[START DATASET]

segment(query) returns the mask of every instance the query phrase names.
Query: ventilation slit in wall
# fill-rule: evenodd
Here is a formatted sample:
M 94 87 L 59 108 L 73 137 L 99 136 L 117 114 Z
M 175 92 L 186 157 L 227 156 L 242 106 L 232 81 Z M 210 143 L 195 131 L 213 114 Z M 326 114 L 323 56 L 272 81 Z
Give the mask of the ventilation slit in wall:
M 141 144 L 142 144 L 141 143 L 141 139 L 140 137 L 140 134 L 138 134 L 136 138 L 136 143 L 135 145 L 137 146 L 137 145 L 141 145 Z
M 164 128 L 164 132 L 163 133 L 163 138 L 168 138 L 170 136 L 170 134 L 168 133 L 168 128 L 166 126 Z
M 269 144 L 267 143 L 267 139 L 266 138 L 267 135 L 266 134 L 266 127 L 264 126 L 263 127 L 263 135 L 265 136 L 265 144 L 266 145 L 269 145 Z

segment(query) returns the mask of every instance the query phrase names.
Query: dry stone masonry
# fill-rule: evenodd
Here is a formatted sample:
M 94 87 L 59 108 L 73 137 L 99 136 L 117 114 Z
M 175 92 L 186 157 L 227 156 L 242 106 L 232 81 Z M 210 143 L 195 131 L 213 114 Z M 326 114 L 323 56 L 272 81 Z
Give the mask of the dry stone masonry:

[END DATASET]

## TASK
Copy all of the material above line for line, changing nothing.

## TASK OUTPUT
segment(query) returns the mask of every instance the query phrase names.
Query: ventilation slit in wall
# fill-rule: evenodd
Here is a formatted sample:
M 94 87 L 59 108 L 73 137 L 99 136 L 117 114 Z
M 175 92 L 186 157 L 227 156 L 242 106 L 232 81 Z M 210 143 L 195 131 L 213 114 Z M 326 114 L 323 56 L 272 81 Z
Give the mask of the ventilation slit in wall:
M 141 144 L 142 144 L 141 143 L 141 139 L 140 137 L 140 134 L 138 134 L 136 138 L 136 143 L 135 145 L 137 146 L 137 145 L 141 145 Z
M 164 128 L 164 132 L 163 133 L 163 138 L 168 138 L 170 136 L 170 134 L 168 133 L 168 128 L 166 126 Z
M 269 144 L 267 143 L 267 139 L 266 138 L 267 135 L 266 134 L 266 127 L 264 126 L 263 127 L 263 135 L 265 136 L 265 144 L 266 145 L 269 145 Z

segment(query) returns the mask of every instance the query phrase names.
Query: dry stone masonry
# fill-rule: evenodd
Here is a formatted sample:
M 94 87 L 59 108 L 73 137 L 99 136 L 117 114 Z
M 175 92 L 186 157 L 227 156 L 242 106 L 232 81 Z M 210 143 L 195 131 L 213 114 Z M 326 114 L 323 56 L 272 81 Z
Give the mask of the dry stone masonry:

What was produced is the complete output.